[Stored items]
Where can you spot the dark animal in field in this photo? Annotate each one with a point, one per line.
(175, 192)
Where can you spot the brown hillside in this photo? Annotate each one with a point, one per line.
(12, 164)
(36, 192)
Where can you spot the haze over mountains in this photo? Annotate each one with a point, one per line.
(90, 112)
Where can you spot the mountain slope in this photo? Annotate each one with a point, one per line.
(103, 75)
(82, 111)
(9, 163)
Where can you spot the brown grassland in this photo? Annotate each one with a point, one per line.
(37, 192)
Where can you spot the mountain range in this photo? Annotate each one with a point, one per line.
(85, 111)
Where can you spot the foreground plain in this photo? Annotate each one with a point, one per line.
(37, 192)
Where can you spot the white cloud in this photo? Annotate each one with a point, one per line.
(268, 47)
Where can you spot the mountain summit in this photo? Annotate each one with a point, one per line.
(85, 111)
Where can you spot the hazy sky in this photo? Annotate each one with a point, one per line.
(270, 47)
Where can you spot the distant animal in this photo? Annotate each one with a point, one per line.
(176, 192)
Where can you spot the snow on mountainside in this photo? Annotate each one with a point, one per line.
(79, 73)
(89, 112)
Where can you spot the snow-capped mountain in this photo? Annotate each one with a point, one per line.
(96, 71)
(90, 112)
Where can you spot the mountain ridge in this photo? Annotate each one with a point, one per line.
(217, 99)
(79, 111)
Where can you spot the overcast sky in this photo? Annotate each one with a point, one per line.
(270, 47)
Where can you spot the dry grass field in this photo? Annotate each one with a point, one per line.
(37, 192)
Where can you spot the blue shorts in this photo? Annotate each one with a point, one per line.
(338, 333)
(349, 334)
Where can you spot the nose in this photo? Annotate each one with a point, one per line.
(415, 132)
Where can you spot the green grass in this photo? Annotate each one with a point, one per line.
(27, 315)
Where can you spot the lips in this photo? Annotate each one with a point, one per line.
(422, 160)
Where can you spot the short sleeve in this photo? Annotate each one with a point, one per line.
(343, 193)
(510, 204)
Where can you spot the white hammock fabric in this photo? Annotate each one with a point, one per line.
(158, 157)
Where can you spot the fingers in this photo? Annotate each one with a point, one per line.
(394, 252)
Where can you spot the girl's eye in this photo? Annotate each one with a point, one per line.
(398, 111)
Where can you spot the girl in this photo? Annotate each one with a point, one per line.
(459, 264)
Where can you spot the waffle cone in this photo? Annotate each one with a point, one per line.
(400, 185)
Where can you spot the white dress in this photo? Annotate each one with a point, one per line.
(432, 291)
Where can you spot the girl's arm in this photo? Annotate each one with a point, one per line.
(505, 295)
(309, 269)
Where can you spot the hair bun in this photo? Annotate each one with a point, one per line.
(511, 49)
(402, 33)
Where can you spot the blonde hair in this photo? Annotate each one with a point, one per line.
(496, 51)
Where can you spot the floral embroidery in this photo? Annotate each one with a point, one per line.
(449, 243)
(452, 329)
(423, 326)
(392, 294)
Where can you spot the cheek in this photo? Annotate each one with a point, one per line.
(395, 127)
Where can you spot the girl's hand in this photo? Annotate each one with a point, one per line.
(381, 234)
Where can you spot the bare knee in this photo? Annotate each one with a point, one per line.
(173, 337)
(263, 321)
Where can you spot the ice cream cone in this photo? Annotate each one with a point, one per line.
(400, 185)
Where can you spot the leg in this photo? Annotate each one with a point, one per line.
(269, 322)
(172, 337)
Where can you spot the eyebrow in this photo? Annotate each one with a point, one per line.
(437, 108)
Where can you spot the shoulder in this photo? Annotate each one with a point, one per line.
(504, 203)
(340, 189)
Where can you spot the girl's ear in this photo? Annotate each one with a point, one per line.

*Task statement*
Return all of the entries exactly as written.

*Response to this exercise*
Where can you spot the dark animal in field in this photo? Annotate each one with a point, one per line.
(175, 192)
Where can you spot the brown hillside in this photo? Annotate each one with a point, one per line.
(12, 164)
(36, 192)
Where can you spot the haze over mountains in this photo? Annotate each one with a point, one per line.
(90, 112)
Where can you spot the mountain slope in this photo? Annotate each one with a point, one per line.
(103, 75)
(82, 111)
(9, 163)
Where can you spot the brown grassland in this photo? Annotate each one with a point, one per line.
(37, 192)
Where can you spot the mountain range in this photo? Annotate each one with a point, one per line.
(85, 111)
Where can you spot the foreground plain in this photo? Annotate each one with a point, one per line.
(37, 192)
Where can you spot the white cloud in this photo? Annotate each one with a point, one per line.
(268, 47)
Where can you spot the mountain summit in this photo? Annotate each one with a point, one per line.
(85, 111)
Where can you spot the hazy sky in this photo? Annotate each one with a point, one per line.
(270, 47)
Where can you spot the distant animal in this photo? Annotate each one with a point, one per line.
(176, 192)
Where can you spot the snow on mountainside in this photo? Annotate each one with a point, one per line.
(79, 73)
(89, 112)
Where can you spot the snow-capped mountain in this photo? Annotate each one with a point, one per line.
(96, 71)
(90, 112)
Where can you spot the mountain ridge in this photo? Annotate each one with a point, one per line.
(217, 99)
(79, 111)
Where can you spot the overcast sky in this photo? Annotate each one with a point, one per line.
(270, 47)
Where can you spot the dry grass field in this photo? Annotate each one with a point, one per line.
(37, 192)
Where can you spot the blue shorts in this photo? Annotate each one with a point, one per line.
(338, 333)
(349, 334)
Where can you spot the nose in this photo? Annotate each one with a point, one per line.
(415, 132)
Where can you spot the green grass in this photo? Annotate each one with a point, one per line.
(27, 315)
Where can you spot the lips in this photo? Annotate each one with a point, one per line.
(422, 160)
Where can you spot the short sleeve in this photo? Annotate each one with a point, one per line.
(343, 193)
(510, 204)
Where can you spot the white hammock fabric in this photo? Annotate each one with a point, one per line.
(158, 157)
Where can you spot the fingers in this photo? Annotate each one with a point, one per line.
(394, 252)
Where can you spot the girl's eye in this photo? Annotate each one with a point, one per line.
(398, 111)
Where can you spot the girl in this photo? Annotate each one with a point, one per line.
(459, 264)
Where can you spot the waffle cone in this photo? Annotate each one with a point, one per line.
(400, 185)
Where can you spot the white dress in this photo? Annotate each one with a point, one per line.
(432, 291)
Where can you spot the girl's arm in this photo? Annotate each one with a point, one per line.
(505, 295)
(309, 269)
Where can you spot the hair bun in this photo? Annotate each one with a point, one per line.
(511, 49)
(402, 33)
Where can you spot the blonde hair in this photo? Annotate each one with a point, one per line.
(496, 51)
Where can you spot the floral embroidery in this photo? Annotate each one with a point, one per line.
(449, 243)
(452, 329)
(423, 326)
(392, 294)
Where can you spot the cheek in this photo? Annotate each one with a point, one per line.
(395, 127)
Where can you spot the girl's hand in this photo? Annotate each one with a point, one per line.
(381, 234)
Where can you spot the bare knee in this photo? Annotate each one with a point, one per line.
(173, 337)
(263, 321)
Where can you spot the ice cream cone in this photo? Annotate each one with a point, one per line.
(400, 185)
Where can you spot the leg in this photo? Annotate each one with a point, one per line.
(269, 322)
(172, 337)
Where can you spot the eyebrow in this photo? Annotate each one with a point, one per line.
(437, 108)
Where can you spot the shoulder in this photo? Annotate each one with a point, one per line.
(504, 203)
(340, 189)
Where can you spot the girl's ear in this photo? Annotate each one with a point, one per line.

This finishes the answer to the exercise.